→ EXTRACTED TEXT
####
On Tuesday, Jan. 12 a big explosion took place in the heart of Istanbul’s tourist district of Sultanahmet. The explosion was caused by a suicide bomber who blew himself up next to a group of mainly German tourists, instantly killing ten and injuring 15 others. Soon, the bomber was identified as a Saudi born Syrian man who had recently entered Turkey and had registered himself as a refugee only days prior to his suicide mission.

According to the Turkish authorities the man was linked to the Islamic State group (IS, or ISIS/ISIL), making this the terrorist group’s fourth deadly suicide bombing in Turkey in one year. Previous attacks that have been ascribed to – but haven’t been claimed by – IS occurred in Diyarbakir in June, Suruc in July and Ankara in October, with a total death toll of around 140.

What set this latest attack apart from the others, however, is the explicit targeting of foreign nationals holidaying in Turkey. Previous attacks were all directed against Kurdish groups and their supporters, indicating a spillover from the wars in Syria and Iraq where Kurdish forces are seen as some of the most effective and reliable opponents of IS.
####
→ SUPPLIED DATA
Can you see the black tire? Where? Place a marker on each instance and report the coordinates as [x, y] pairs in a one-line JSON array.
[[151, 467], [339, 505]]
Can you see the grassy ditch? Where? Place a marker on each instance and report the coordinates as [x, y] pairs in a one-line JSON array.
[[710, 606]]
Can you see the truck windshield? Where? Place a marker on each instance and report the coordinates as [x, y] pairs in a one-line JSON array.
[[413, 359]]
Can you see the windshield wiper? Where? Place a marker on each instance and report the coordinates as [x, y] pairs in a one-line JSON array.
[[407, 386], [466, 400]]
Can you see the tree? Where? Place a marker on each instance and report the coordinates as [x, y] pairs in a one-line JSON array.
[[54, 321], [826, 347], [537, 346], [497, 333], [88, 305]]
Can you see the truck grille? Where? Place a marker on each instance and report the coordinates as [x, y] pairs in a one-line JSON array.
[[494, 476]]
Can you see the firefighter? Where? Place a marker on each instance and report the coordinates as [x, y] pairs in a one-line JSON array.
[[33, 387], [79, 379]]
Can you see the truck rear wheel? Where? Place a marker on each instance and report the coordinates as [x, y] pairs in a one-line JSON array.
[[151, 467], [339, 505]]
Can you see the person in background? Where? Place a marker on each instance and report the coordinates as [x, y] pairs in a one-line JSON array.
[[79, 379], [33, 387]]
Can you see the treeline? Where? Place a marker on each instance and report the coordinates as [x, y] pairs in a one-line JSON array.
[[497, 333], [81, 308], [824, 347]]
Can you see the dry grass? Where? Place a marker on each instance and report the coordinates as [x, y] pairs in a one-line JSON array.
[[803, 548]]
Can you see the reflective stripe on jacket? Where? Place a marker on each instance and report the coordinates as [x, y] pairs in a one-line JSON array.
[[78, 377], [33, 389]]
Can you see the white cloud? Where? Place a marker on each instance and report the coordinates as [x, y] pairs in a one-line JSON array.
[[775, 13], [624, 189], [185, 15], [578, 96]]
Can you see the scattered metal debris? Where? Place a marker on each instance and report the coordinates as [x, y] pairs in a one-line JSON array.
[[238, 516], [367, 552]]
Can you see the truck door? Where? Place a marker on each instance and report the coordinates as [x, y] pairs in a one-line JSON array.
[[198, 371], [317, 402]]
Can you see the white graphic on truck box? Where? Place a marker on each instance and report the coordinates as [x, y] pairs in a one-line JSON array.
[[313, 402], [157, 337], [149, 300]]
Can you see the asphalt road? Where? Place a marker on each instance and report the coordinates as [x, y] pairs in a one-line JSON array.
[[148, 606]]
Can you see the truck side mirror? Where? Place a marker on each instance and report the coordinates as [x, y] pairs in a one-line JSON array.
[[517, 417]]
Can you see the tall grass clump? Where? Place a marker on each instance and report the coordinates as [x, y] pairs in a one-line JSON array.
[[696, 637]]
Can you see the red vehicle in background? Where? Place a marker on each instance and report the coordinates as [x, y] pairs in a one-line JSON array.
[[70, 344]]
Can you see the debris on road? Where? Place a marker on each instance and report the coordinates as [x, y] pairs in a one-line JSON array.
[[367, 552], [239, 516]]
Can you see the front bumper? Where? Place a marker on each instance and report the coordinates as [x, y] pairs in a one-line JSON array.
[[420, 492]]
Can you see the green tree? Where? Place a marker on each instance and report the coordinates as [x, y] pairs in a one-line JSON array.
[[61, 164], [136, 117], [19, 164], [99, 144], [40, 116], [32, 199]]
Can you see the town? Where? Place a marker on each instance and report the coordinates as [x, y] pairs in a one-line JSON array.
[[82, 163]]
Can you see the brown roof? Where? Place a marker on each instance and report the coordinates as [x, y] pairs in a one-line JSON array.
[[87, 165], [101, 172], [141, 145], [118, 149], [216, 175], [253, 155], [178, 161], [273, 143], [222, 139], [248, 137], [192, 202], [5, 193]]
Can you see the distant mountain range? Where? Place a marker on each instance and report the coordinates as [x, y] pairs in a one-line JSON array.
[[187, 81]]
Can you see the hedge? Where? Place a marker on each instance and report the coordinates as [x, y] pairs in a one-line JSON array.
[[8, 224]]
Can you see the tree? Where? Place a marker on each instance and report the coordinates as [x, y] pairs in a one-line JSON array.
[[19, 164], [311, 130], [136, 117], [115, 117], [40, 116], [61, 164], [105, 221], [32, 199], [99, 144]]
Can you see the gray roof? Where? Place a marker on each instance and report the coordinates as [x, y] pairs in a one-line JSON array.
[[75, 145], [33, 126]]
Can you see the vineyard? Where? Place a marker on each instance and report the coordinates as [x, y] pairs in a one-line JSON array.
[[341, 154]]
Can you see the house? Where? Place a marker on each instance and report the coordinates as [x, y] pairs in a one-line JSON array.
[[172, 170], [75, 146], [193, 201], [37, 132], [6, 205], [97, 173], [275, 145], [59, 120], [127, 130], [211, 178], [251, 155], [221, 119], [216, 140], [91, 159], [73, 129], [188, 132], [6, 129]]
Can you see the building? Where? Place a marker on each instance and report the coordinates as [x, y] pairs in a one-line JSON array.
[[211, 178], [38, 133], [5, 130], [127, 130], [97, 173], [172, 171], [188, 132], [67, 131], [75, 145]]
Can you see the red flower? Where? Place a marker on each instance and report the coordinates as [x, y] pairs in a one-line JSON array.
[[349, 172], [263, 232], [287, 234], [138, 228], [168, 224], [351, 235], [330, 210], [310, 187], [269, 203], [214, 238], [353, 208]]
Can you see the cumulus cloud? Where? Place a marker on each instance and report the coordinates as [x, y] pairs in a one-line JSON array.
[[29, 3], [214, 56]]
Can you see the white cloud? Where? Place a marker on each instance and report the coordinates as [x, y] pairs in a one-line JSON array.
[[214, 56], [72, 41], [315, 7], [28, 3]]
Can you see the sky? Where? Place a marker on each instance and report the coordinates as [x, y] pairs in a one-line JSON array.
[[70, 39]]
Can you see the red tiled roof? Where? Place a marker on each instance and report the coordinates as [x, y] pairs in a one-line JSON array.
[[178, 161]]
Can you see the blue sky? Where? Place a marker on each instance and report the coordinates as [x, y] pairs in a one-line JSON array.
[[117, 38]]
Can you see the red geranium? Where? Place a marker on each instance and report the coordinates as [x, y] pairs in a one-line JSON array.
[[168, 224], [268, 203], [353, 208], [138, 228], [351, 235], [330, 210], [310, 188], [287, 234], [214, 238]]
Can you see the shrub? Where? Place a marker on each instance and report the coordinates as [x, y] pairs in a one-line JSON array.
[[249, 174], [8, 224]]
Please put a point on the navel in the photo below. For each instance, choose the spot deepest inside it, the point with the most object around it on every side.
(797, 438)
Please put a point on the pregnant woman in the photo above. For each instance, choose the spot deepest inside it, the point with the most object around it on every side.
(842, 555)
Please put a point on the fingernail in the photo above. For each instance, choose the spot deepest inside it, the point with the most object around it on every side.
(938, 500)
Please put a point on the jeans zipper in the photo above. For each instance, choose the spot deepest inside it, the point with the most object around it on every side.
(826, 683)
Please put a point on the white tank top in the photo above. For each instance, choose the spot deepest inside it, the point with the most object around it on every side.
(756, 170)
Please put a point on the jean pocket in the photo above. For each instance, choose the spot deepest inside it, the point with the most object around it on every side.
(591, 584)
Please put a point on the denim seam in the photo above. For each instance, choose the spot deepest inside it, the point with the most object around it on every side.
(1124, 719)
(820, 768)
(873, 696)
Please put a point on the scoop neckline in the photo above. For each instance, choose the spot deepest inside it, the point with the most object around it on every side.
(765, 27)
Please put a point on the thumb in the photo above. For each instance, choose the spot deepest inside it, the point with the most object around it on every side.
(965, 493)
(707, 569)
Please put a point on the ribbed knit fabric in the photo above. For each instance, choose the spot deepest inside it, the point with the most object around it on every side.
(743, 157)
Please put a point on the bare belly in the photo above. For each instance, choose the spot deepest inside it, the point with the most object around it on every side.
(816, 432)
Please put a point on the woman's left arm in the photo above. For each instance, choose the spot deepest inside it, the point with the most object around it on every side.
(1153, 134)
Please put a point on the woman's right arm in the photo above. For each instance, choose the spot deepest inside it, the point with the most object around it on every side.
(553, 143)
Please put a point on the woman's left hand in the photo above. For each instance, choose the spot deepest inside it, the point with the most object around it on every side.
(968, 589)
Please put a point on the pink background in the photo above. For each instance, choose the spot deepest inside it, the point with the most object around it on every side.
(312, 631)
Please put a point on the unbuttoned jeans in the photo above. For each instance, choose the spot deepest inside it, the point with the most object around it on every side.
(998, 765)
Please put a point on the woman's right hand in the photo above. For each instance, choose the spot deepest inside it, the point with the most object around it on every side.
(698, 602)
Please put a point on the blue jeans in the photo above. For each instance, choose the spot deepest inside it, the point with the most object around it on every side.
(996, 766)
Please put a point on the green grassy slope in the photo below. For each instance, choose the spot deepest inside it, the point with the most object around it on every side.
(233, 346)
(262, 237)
####
→ TASK INSTRUCTIONS
Reproduce the part of the text about the Istanbul bombing starting at "According to the" and ending at "of around 140.". These items were drawn from a separate source.

→ SOLUTION BELOW
According to the Turkish authorities the man was linked to the Islamic State group (IS, or ISIS/ISIL), making this the terrorist group’s fourth deadly suicide bombing in Turkey in one year. Previous attacks that have been ascribed to – but haven’t been claimed by – IS occurred in Diyarbakir in June, Suruc in July and Ankara in October, with a total death toll of around 140.